Aim of the task
Starting with the line that has "Find every instance of eyeglasses", retype each line down to the end of the entries below, without leaving any out or adding any.

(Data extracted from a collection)
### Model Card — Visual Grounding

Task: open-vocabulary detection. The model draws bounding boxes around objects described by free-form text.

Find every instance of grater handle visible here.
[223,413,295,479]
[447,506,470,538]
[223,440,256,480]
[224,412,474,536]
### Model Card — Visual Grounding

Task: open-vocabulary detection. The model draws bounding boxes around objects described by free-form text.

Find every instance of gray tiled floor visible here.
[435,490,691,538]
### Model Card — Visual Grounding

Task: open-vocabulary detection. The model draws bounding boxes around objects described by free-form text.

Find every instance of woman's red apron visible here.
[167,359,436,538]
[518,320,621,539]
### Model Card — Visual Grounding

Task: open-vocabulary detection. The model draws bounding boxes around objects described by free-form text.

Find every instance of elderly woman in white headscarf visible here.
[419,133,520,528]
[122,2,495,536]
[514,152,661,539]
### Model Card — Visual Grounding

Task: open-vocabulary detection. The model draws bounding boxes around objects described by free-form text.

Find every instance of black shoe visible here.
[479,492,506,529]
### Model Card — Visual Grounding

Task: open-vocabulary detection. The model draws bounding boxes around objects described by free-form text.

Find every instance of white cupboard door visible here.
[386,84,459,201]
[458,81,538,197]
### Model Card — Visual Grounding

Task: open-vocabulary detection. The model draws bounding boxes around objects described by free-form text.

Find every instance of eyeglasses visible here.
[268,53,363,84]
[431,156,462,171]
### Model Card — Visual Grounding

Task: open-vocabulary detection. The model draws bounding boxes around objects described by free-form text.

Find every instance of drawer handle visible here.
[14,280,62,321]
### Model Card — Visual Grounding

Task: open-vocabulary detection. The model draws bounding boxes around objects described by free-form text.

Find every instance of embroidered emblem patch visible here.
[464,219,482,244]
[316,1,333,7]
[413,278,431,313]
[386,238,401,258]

Written answer
Find every instance of eyeglasses visible here.
[268,53,363,84]
[431,156,462,171]
### Model Card — Visual Grounding

Task: open-vocabulary detection. The model draws bounding boxes around objects described by free-form text.

Find every instance of drawer handle visible here.
[14,280,62,321]
### Model Card — Visual Grounding

Task: open-vocabulary detection. The model draws bounding boxes around objects described by free-form text.

Find every instance of embroidered emblem patch visible here.
[464,219,482,244]
[316,1,333,7]
[413,278,431,313]
[386,238,401,258]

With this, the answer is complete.